Problem A
Answer these questions from the article about the GOP candidate for governor, one per line:
(i) In what year did Graham graduate from Catawba College?
(ii) How much money is Graham putting into his own campaign?
(iii) In what month and year did he enter the race?
Problem B
Swap "white-framed window" for "arched skylight" in the records, starting with the line that contains "Readme: the locator spots each instance of the white-framed" and going on through the end of the records. Give only those lines, with nothing else changed.

[START OF Document extract]

GOP candidate for governor made property deals with college while on trustees board

When Catawba College, a private school in Salisbury, added another small residence hall, it did not have to look far to find a suitable building.

It acquired the building from a member of its own board of trustees.

The trustee, Bill Graham, has bought three properties from the college while serving on its board, including two he received in the land exchange that left the college with the new residence hall. Graham has been on his alma mater’s board for six years. He graduated from Catawba College in 1983.

Now running for the Republican nomination for governor, Graham is explaining the deals, saying they were all intended to benefit the college and community. His campaign says he’s giving income from the rental properties to the college. And the college says he did not vote on the land deals.

Graham is funding his own campaign with $5 million and already launched a statewide TV and digital advertising campaign. A trial lawyer with the firm Wallace & Graham, he is also a businessman and former Jesse Helms staffer. He owns more than a dozen properties in Salisbury, including his home and several other houses near the Catawba College campus.

He shook up the field when he entered the race in October 2023. No other candidates for governor have launched statewide TV advertisements.

[END OF Document extract]
[START OF Data supplied]

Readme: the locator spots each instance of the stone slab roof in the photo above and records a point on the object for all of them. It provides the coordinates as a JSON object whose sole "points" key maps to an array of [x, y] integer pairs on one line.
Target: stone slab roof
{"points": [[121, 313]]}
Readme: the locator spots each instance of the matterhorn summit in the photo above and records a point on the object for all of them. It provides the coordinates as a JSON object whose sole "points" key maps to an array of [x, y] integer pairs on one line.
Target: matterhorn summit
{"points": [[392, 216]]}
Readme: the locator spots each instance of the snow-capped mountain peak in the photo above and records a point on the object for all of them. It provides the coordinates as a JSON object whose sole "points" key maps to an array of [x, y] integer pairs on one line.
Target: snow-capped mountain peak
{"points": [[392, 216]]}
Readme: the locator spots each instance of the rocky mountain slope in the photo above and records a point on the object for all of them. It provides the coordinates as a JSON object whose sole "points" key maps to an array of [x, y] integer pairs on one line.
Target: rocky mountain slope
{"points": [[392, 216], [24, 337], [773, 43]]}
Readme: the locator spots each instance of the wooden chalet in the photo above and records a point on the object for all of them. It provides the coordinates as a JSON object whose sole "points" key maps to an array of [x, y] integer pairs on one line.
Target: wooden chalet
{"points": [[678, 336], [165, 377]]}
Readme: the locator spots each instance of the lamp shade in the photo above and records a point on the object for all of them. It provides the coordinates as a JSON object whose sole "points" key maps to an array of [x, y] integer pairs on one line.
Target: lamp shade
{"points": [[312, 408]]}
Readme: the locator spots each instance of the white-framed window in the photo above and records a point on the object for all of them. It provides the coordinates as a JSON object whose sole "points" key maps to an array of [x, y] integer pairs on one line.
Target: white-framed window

[END OF Data supplied]

Answer A
(i) 1983
(ii) $5 million
(iii) October 2023

Answer B
Readme: the locator spots each instance of the arched skylight in the photo above and records a point on the object for all of them. It provides the coordinates as a JSON object whose sole "points" key maps to an array of [x, y] integer pairs on one line.
Target: arched skylight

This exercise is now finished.